Selection:
##Descriptive Statistics

## Contents


1. Set up
1. Generate Statistics Summary
1. Central Tendency
1. Computations

## 1. Setup

Load the required libraries.

In [5]:
import pandas as pd
import numpy as np
import datetime
(pd.__version__,np.__version__)

Create sample data `order_pdf` for demonstration below.

In [7]:
np.random.seed(1)
order_pdf=pd.DataFrame({'Item':['A']*6+['B']*6+['C']*6,
                  'Price':np.random.rand(18),
                  'Quantity':np.random.randint(2,100,size=18),
                  'Type':['Fruit']*12+['Drink']*6,
                  'Date':[datetime.date(2013, i, 1) for i in range(1, 7)]*3})
order_pdf.head()

In [8]:
order_pdf.info()

Notice that in the `order_pdf`，there are three columns with `object` datatype, one column with `float` datatype and one column with `integer` datatype. `order_pdf` has 18 observations and 5 columns in total.

Create sample data `order_pdf_NA` with `NaN` values for below demonstration.

In [11]:
order_pdf_NA=order_pdf.stack().sample(frac=0.9).unstack()

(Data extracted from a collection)
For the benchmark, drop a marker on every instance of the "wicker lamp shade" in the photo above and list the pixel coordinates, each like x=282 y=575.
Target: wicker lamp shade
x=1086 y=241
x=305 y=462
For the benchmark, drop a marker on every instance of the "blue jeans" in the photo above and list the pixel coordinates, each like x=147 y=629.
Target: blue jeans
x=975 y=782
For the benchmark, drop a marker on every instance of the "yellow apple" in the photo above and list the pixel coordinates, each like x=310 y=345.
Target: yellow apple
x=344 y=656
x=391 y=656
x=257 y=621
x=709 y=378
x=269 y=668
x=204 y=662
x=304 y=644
* * *
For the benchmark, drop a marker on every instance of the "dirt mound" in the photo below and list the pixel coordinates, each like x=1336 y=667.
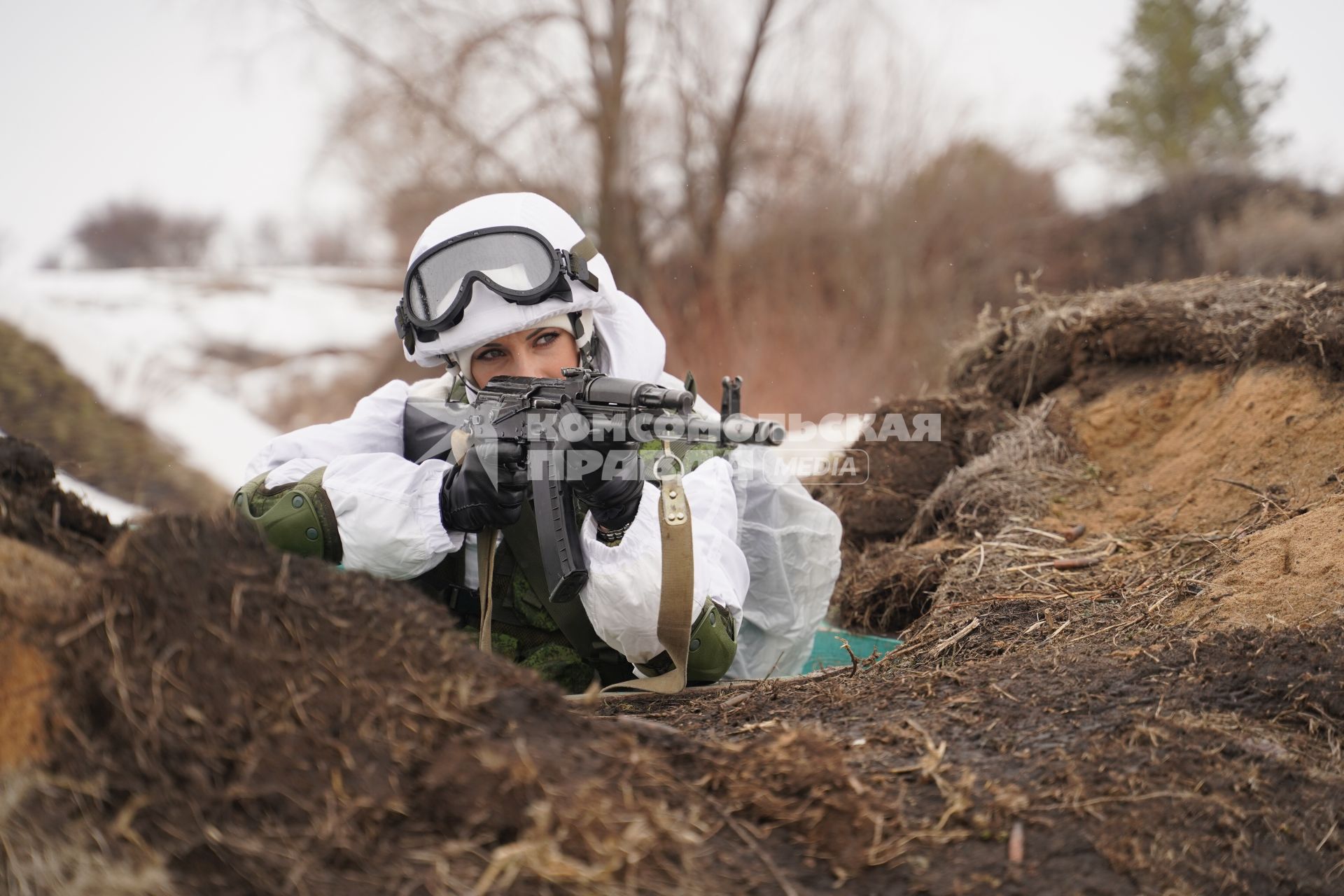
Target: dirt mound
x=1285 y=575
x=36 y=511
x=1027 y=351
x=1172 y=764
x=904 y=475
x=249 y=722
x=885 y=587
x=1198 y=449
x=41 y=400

Task list:
(a) Using the descriptive statistics page, decide whether each statement agrees with it: (i) the sample data `order_pdf` has 18 observations and 5 columns; (ii) `order_pdf` contains two columns with `float` datatype; (iii) the random seed is set to 1 before the sample data is created. Answer yes or no for each, quoting the words of the page that settle it.
(b) Echo the stretch of the descriptive statistics page from "Notice that in" through "columns in total.".

Results for each task:
(a)
(i) Yes: "`order_pdf` has 18 observations and 5 columns in total."
(ii) No: "one column with `float` datatype"
(iii) Yes: "np.random.seed(1)"

(b)
Notice that in the `order_pdf`，there are three columns with `object` datatype, one column with `float` datatype and one column with `integer` datatype. `order_pdf` has 18 observations and 5 columns in total.